------ MATERIAL FOR THIS TASK

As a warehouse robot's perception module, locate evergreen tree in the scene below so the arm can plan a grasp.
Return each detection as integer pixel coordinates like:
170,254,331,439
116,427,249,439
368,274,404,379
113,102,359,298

------------

• **PROBLEM**
Rewrite the rows, swapping "evergreen tree" for "pine tree" and leaving everything else as it is.

• **ANSWER TO THIS TASK**
As a warehouse robot's perception module, locate pine tree in the scene below so the arm can plan a grasp.
Return each detection as integer pixel coordinates like:
170,254,331,439
116,427,249,439
368,274,404,379
113,102,359,298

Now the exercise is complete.